◆ EXTRACT ◆
The Bible makes it clear that life begins at fertilisation. It talks of us being ‘knit together’ in our mother’s womb (Ps 139:13-16) and the angel’s announcements to Mary and Joseph talk of conception being the start of life. Admittedly in the case of Jesus, this was a conception like no other, but it is a fact that, under normal circumstances, when the male sperm fertilises the female egg, life starts and the result of this, in time, will be the birth of a baby, a genetically unique individual.

Nowadays, through technology, we can even see the baby inside the womb. I have a photograph near the computer of my granddaughter’s 12 week scan: I constantly marvel at the clarity of this picture, even down to her large forehead and snub nose! Doctors tell us that at three weeks, the baby’s heart starts to beat and at eight weeks, all its organs are in place. As early as ten weeks, the baby has fingerprints! We know so much more now about life before birth, and it is a wonderful thing to behold.

Many in our society dispute the fact that life starts at conception, however. For them, life does not begin until the actual birth, or it occurs later on in the pregnancy when the ‘bunch of cells’ becomes a foetus. Such reasoning is dangerous, because it allows for people to think of abortion – the deliberate termination of a human pregnancy – as something ‘humane’ or ‘necessary’, rather than the deliberate taking of human life, which commonly would be termed murder.

The Christmas story reminds us that life begins way before we hold a screaming baby in our arms. The Bible takes us on this long journey from conception to birth (see Matt 1 & 2; Luke 1) to remind us, among other things, of the sanctity of life. Society is all the poorer when it forgets this.

◆ INFORMATION SHOWN ◆

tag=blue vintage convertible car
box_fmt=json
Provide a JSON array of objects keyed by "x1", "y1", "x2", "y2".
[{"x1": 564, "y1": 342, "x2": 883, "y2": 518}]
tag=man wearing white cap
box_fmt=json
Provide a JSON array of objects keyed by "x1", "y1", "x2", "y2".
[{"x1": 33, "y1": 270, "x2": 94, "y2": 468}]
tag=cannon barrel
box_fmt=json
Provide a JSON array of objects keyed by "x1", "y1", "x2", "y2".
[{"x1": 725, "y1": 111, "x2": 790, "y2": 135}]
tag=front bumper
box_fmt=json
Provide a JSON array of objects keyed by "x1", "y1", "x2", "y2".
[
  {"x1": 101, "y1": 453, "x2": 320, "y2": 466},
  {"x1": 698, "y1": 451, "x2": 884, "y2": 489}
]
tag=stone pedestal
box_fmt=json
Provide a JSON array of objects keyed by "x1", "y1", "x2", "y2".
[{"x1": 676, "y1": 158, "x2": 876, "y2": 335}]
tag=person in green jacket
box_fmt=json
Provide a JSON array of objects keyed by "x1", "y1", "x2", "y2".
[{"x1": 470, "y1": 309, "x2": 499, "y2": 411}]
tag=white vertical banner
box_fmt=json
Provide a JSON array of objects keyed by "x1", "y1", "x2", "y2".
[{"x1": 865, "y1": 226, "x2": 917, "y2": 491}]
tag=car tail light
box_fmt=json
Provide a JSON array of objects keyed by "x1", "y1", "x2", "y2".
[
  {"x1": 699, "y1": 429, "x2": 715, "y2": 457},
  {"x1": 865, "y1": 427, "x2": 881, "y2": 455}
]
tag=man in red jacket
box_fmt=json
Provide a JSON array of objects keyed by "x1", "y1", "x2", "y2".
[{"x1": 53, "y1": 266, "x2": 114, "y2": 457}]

◆ TASK REQUIREMENTS ◆
1 > In the article on life before birth, at how many weeks does the baby's heart start to beat?
2 > Repeat the article on life before birth word for word, starting at "Nowadays, through technology, we" and ending at "thing to behold.".
This material has no connection to the article on life before birth.

◆ EXERCISE RESULTS ◆
1 > At three weeks.

2 >
Nowadays, through technology, we can even see the baby inside the womb. I have a photograph near the computer of my granddaughter’s 12 week scan: I constantly marvel at the clarity of this picture, even down to her large forehead and snub nose! Doctors tell us that at three weeks, the baby’s heart starts to beat and at eight weeks, all its organs are in place. As early as ten weeks, the baby has fingerprints! We know so much more now about life before birth, and it is a wonderful thing to behold.